Source text —

>>>>>

North Carolina State University, Ph.D.
EREF Scholar 2021
Enhancing Volatile Fatty Acid Production from Anaerobic Co-Digestion of Food Waste
As the human population grows rapidly, food waste has become a concerning challenge. The USDA reported that in the United States, 31 percent of food went to wastage in 2010. This wastage was equal to 1.2 lb of food per person per day and amounted to $162 billion dollars lost. EPA encourages the recycling of food waste to reduce greenhouse gas emission and recover nutrients and energy. Interest in the use of anaerobic co-digestion (AcoD) to treat food waste is increasing.
Hezhou’s research investigates how to recover the resources from food waste in the form of volatile fatty acids (VFAs) through the process of AcoD. During AcoD, hydrolytic bacteria first break down the solids in food waste to soluble compounds, such as sugars, amino acids and alcohols. Fermentative bacteria then further utilize these solubilized nutrients, producing hydrogen, carbon dioxide, and VFAs. The gases and acetic acid (a kind of VFA) are picked up by methanogens to generate methane.
In traditional AcoD process, methane is the final product for resource recovery. However, VFAs have much higher commercial values and are used for various industrial applications including food, pharmaceutical, plastics, textile industries, and others. Therefore, many scientists have shifted the interest from methane to VFA production. To accumulate VFAs in an anaerobic digester, methane production must be inhibited. Hezhou’s project explores how to suppress methanogenesis and maximize VFA production from food waste in AcoD.

<<<<<

Provided records —
>>>>>

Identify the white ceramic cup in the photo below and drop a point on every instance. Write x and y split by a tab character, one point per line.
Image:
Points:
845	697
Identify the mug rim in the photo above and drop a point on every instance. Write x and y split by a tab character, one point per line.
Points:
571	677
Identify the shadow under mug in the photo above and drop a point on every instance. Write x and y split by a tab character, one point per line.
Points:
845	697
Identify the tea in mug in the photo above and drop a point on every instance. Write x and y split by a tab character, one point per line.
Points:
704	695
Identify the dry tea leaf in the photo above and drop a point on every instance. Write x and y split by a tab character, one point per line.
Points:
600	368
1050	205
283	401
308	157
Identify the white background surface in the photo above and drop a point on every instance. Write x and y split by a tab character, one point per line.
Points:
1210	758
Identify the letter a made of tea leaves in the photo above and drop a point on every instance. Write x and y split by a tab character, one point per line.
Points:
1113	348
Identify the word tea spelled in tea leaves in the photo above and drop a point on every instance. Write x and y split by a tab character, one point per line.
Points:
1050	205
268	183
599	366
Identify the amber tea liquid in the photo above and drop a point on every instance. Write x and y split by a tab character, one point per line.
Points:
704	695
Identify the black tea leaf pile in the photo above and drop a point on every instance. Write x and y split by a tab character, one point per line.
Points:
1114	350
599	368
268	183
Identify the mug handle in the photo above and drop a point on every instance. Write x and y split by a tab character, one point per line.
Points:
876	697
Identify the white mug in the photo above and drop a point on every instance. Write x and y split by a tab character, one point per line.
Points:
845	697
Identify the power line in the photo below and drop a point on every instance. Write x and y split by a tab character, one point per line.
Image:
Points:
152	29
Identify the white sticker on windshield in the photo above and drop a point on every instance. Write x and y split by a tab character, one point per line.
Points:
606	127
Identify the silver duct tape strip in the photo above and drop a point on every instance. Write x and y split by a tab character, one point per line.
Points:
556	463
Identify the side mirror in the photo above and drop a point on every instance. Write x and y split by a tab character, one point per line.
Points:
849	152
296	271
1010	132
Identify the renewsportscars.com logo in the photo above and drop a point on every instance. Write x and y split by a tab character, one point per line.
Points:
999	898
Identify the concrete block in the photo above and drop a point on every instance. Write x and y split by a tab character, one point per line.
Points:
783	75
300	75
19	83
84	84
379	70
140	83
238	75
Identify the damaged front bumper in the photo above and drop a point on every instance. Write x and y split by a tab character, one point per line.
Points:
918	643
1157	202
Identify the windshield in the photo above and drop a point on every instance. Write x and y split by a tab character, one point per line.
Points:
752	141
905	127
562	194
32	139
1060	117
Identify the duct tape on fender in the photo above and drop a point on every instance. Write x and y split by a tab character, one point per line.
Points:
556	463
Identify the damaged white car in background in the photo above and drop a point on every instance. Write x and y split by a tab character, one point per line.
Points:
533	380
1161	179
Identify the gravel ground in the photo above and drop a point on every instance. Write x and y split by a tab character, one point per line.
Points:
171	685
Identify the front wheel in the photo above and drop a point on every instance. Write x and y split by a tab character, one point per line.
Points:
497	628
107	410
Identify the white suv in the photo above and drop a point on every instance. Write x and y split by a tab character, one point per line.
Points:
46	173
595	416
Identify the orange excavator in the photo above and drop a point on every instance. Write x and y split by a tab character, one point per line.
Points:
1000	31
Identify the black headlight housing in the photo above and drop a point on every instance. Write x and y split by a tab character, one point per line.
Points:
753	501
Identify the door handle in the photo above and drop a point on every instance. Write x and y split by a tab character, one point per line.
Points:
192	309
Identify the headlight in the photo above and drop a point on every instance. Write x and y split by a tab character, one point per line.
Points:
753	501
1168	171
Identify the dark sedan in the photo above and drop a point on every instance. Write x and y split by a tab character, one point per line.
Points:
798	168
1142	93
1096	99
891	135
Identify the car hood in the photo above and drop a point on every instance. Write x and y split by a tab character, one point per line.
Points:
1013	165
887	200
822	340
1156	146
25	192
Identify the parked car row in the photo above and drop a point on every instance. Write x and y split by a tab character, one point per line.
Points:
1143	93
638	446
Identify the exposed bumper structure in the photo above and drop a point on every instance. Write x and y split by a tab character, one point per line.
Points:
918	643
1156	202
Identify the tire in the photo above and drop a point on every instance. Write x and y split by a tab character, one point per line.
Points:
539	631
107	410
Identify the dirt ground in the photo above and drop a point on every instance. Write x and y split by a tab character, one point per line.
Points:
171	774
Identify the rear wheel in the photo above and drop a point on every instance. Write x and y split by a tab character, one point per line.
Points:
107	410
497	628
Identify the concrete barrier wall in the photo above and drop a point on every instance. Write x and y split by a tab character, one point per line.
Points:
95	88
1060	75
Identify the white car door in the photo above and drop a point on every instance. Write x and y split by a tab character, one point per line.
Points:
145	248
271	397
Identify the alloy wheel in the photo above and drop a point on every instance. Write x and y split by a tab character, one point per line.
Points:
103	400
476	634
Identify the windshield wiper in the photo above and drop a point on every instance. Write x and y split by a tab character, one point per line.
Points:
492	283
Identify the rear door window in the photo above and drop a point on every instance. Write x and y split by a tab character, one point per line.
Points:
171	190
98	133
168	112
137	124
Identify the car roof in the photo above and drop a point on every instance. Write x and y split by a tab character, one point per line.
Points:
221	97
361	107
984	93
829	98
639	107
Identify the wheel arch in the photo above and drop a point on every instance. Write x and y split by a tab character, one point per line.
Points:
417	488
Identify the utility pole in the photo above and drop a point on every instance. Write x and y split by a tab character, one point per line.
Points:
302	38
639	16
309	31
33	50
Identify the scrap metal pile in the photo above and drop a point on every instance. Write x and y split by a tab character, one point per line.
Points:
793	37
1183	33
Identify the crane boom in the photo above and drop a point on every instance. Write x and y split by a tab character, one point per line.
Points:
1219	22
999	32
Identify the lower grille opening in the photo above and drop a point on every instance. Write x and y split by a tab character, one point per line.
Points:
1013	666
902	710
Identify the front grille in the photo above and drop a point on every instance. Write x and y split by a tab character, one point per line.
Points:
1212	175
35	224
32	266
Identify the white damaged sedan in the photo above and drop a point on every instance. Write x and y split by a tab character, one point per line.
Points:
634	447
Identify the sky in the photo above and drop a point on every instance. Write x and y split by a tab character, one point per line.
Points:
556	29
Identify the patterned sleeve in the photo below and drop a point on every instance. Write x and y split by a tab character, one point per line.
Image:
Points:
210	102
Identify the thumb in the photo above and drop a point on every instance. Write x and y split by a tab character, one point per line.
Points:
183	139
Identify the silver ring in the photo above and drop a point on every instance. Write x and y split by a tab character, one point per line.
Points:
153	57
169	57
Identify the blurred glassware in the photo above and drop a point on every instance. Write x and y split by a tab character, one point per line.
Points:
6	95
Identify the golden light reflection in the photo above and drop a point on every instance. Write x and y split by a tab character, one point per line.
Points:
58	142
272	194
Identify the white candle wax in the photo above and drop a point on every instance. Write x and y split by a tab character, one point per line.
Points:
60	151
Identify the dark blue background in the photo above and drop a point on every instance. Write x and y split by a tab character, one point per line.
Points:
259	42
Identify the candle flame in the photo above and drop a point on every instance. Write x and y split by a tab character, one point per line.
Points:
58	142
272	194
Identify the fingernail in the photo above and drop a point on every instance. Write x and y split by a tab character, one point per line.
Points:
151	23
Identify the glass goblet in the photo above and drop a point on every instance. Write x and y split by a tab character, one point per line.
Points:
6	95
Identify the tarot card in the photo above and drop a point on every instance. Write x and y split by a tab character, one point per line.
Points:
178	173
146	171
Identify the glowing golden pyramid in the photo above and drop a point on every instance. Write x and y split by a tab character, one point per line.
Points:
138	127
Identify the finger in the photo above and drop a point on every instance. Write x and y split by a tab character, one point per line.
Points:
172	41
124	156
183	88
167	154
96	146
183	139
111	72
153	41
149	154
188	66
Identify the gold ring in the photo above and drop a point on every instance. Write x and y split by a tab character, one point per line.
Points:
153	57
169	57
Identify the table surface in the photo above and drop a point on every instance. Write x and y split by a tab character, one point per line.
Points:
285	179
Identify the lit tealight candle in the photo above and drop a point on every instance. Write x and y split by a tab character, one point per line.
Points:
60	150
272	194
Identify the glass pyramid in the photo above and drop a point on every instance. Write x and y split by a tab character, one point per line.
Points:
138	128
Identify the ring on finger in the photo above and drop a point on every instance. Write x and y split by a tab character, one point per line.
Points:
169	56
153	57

<<<<<

Prompt 1 —
Using the food waste research summary, explain in one to three sentences why many scientists have moved their interest from methane to VFA production.
Prompt 2 —
Answer these questions from the food waste research summary:
(a) According to the USDA, what percent of food in the United States went to waste in 2010?
(b) What soluble compounds do hydrolytic bacteria produce when they break down the solids in food waste?
(c) In the traditional AcoD process, what is the final product for resource recovery?
Prompt 3 —
Carry on the food waste research summary from its last sentence.
None of the lines are needed for this work.

Expected answer 1 —
VFAs have much higher commercial values than methane. They are also used in many industrial applications, including the food, pharmaceutical, plastics and textile industries.

Expected answer 2 —
(a) 31 percent
(b) Sugars, amino acids and alcohols
(c) Methane

Expected answer 3 —
Hezhou’s team proposes a heat treatment strategy to inhibit methanogenesis, as methanogens and fermentative bacteria respond differently to the environmental stresses due to their physiological differences. This project also looks at the impact of heat treatment on microbial populations in the digesters.
Hezhou received her BEng in environmental engineering from Jiangnan University in 2017, where she spent two years working closely with ecotoxicology studying the effects of different external factors on the photosynthesis of soybeans. After that, Hezhou earned her MS from University of Arizona in the same major. During her master’s degree, she studied the growth of Anammox bacteria. She designed a protocol for the measurement of bacteria growth rates. Hezhou is now a Ph.D. student in environmental engineering at NC State University (2019-present). Her research interests involve resource recovery from food waste using biological treatments.